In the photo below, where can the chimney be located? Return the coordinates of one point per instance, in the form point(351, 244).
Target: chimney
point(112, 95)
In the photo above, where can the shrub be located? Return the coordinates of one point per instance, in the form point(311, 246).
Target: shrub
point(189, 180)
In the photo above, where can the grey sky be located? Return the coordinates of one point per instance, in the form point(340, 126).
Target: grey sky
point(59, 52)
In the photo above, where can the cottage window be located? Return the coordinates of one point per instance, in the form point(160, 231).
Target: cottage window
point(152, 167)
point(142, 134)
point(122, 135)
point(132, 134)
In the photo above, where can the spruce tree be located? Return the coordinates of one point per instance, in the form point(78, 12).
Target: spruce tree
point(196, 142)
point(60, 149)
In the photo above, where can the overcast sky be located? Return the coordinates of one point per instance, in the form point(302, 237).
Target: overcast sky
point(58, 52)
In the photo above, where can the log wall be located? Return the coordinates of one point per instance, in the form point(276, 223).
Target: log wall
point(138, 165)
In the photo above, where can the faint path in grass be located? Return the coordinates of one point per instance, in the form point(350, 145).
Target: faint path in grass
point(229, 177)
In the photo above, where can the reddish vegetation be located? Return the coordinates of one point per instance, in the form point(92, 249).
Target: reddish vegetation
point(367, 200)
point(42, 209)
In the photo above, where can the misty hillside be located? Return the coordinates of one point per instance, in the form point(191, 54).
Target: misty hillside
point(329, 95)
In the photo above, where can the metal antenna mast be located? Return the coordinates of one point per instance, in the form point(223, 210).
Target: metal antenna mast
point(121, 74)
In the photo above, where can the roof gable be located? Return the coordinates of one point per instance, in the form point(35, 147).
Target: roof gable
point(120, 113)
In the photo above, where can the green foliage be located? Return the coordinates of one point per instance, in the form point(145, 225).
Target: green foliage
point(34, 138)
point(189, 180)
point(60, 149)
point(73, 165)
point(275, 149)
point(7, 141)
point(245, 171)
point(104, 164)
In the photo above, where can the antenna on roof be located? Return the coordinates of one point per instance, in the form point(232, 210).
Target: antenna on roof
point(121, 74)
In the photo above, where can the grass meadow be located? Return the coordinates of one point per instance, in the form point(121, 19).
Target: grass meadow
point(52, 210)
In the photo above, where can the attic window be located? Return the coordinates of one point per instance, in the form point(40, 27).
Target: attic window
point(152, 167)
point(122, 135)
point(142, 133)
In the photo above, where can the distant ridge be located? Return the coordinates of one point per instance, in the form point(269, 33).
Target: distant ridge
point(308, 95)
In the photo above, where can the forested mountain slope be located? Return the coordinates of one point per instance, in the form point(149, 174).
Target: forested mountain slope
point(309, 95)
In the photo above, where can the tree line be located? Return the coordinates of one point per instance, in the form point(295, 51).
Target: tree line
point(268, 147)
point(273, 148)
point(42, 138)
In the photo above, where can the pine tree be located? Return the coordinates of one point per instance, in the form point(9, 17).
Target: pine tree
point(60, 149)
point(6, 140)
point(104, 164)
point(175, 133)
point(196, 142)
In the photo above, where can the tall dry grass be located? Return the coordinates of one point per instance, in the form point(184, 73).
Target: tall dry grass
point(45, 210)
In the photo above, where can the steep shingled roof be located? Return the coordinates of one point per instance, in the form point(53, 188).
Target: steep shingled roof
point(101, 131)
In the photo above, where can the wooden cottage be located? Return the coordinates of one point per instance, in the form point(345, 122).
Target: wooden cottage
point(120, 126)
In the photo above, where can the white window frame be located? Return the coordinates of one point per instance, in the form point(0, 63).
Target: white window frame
----------
Every line in the records above that contains the word "frame" is to be copied out.

In the photo above, where can the white window frame be located? Return the coordinates of one point per instance, in the form point(0, 63).
Target: white window frame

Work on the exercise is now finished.